---------- Excerpt to read

Sinus Infections and Asthma
How Are Sinusitis and Asthma Treated?
Treatment is important in preventing sinusitis from worsening. Again, since the conditions are linked, treating sinusitis may have the added benefit of improving your asthma symptoms.
If you have sinusitis and asthma, your health care provider might recommend that you use:
- Steroid nasal sprays to reduce the swelling. Easing the inflammation might allow the sinuses to drain normally.
- Decongestant or antihistamine medicines.
- Painkillers -- if necessary -- to reduce discomfort.
Always ask your health care provider before using nasal spray decongestants. Sometimes, they can wind up leaving you more stuffed up. You might try spraying warm salt water into the nose, or breathing in steam.
If a secondary bacterial infection has developed in your sinuses, you'll need antibiotics. Your health care provider will probably prescribe them for about 10 to 14 days. Just remember that antibiotics will only work in cases of bacterial infection. They will not help with viruses. Also you need to follow your health care provider's instructions and take all your antibiotic medicine, even if you start feeling better after a few days.
For people with allergies, controlling exposure to allergens is key. Not only will it reduce your asthma symptoms, but it will also reduce your risk of sinus infections. Avoid any allergic triggers and irritants, like cigarette smoke. You can also ask your health care provider if allergy shots might be helpful.

--------------------
---------- Dataset content

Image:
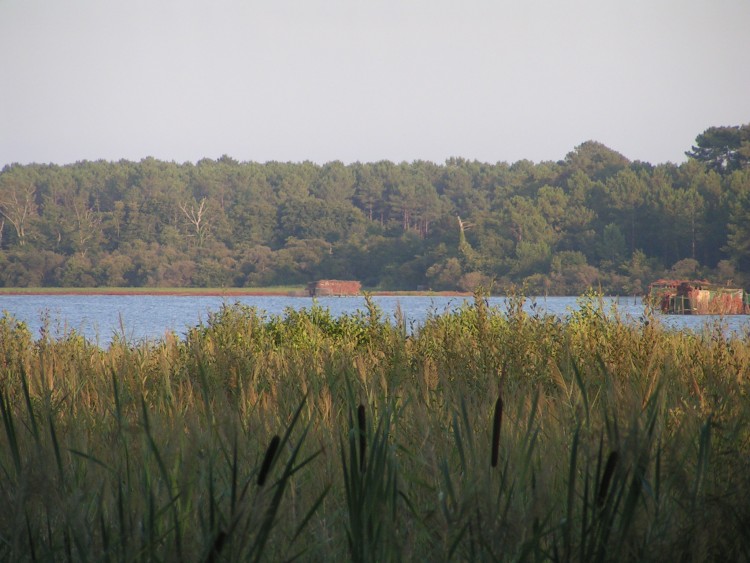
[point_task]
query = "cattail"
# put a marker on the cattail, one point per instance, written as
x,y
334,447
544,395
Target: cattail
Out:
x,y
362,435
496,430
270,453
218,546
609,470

--------------------
---------- Dataset content

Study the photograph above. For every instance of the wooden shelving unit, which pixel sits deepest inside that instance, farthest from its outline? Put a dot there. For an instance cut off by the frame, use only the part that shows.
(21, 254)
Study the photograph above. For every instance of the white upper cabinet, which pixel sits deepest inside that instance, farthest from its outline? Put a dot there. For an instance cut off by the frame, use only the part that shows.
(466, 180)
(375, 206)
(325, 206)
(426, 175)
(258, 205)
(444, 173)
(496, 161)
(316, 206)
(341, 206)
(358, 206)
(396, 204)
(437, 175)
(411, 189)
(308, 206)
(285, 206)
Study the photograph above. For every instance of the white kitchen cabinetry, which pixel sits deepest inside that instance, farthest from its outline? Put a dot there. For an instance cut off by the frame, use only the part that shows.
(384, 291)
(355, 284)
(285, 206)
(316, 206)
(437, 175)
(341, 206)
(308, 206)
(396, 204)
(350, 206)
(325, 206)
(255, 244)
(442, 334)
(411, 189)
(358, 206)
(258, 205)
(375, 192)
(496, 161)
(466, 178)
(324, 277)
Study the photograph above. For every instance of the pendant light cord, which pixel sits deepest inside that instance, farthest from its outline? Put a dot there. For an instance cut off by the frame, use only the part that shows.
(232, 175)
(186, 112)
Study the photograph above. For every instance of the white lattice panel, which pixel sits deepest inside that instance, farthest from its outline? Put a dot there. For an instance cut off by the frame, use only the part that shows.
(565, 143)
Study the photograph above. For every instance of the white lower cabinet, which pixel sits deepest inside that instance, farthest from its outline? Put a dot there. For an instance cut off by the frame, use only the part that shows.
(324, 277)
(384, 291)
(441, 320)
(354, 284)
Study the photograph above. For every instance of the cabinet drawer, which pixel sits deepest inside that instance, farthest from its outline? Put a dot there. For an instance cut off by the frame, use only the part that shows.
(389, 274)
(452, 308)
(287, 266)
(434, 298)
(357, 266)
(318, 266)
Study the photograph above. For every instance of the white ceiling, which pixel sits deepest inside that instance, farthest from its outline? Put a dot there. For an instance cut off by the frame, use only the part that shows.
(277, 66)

--------------------

Tasks:
**A.** Reproduce everything in the article on sinusitis and asthma from "Treatment is important" down to "breathing in steam.".
**B.** According to the article on sinusitis and asthma, for roughly how long will a health care provider probably prescribe antibiotics for a secondary bacterial infection in the sinuses?
**C.** Carry the article on sinusitis and asthma forward, beginning right after its last sentence.

Solved tasks:
**A.**
Treatment is important in preventing sinusitis from worsening. Again, since the conditions are linked, treating sinusitis may have the added benefit of improving your asthma symptoms.
If you have sinusitis and asthma, your health care provider might recommend that you use:
- Steroid nasal sprays to reduce the swelling. Easing the inflammation might allow the sinuses to drain normally.
- Decongestant or antihistamine medicines.
- Painkillers -- if necessary -- to reduce discomfort.
Always ask your health care provider before using nasal spray decongestants. Sometimes, they can wind up leaving you more stuffed up. You might try spraying warm salt water into the nose, or breathing in steam.

**B.** For about 10 to 14 days.

**C.**
In some cases, more involved treatments are necessary. Physical problems in the nasal passages can lead to chronic sinusitis. These include narrow nasal passages, a deviated septum, or polyps -- small lumps in the nose. Surgically correcting these problems can sometimes resolve the problem.
Can Postnasal Drip Trigger Asthma?
Postnasal drip is an unscientific term that refers to the sensation of thick phlegm in the throat, which can become infected. Your glands in the nose and throat produce mucus continuously (1 to 2 pints per day), that helps to cleanse the nasal membranes, helps warm the air you breathe, and traps inhaled foreign matter. Mucus also helps to fight infection.
In normal situations, the throat is moistened by the secretions from the nasal and throat mucous glands. This is part of the mucous-nasal cilia system that defends us from disease. When the amount of liquid secreted by the nose and sinus is reduced and the cilia of the nose and sinus slow down, the fluid thickens and you become very aware of its presence. Because the thick phlegm is unpleasant and often infected, our bodies naturally try to get rid of it by causing us to cough and clear our throats.
Sometimes postnasal drip syndrome is associated with asthma as the thick mucus secretions drain from the back of the nose to the back of the throat, causing throat clearing, cough, and bronchial constriction.